Put the listing below, from its start through the line containing "345, 201, 450, 300", into a two-column CSV with the columns text and answer. Each row pairs one piece of instruction text with the answer that follows it, and each value goes in a single quoted field with its line breaks replaced by spaces.

# start of Data lines

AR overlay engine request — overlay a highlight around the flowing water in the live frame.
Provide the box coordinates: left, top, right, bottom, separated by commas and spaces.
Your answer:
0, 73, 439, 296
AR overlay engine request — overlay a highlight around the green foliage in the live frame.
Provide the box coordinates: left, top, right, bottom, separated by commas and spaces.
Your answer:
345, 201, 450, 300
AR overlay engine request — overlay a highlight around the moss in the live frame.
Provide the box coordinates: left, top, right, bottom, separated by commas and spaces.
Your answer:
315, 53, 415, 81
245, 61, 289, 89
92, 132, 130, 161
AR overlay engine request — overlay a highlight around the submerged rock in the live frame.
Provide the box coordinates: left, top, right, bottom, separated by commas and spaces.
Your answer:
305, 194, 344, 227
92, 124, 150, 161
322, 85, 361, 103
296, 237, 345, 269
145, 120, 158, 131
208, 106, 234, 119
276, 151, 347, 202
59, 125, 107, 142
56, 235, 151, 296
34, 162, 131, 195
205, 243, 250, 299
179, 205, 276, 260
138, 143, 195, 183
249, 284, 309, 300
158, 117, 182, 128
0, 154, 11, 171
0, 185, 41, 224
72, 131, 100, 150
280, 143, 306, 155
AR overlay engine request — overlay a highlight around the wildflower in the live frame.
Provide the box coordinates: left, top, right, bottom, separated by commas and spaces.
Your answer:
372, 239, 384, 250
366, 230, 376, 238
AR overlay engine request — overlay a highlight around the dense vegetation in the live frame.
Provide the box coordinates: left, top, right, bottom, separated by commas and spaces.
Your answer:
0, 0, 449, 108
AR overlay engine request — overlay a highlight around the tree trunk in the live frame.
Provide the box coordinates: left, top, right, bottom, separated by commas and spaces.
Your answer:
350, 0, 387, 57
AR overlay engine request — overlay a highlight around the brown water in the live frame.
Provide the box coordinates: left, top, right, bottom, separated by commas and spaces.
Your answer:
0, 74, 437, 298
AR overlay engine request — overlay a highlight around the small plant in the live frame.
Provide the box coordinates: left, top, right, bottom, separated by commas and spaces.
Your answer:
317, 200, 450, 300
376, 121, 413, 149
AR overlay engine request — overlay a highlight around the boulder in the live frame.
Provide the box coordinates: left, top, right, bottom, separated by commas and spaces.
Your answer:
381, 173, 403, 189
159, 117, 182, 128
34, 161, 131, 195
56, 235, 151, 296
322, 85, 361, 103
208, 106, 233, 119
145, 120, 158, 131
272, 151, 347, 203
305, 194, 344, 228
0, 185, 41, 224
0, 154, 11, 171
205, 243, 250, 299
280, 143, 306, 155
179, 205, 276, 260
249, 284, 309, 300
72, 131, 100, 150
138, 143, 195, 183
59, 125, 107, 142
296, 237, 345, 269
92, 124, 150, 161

# end of Data lines

_Response to the exercise_.
text,answer
"AR overlay engine request — overlay a highlight around the flowing water in the live frame. Provide the box coordinates: left, top, right, bottom, separated by commas and spaces. Your answer:","0, 73, 439, 296"
"AR overlay engine request — overlay a highlight around the green foliage in the live frame. Provide the box coordinates: left, top, right, bottom, separated by commas and spaces. Your answer:","345, 201, 450, 300"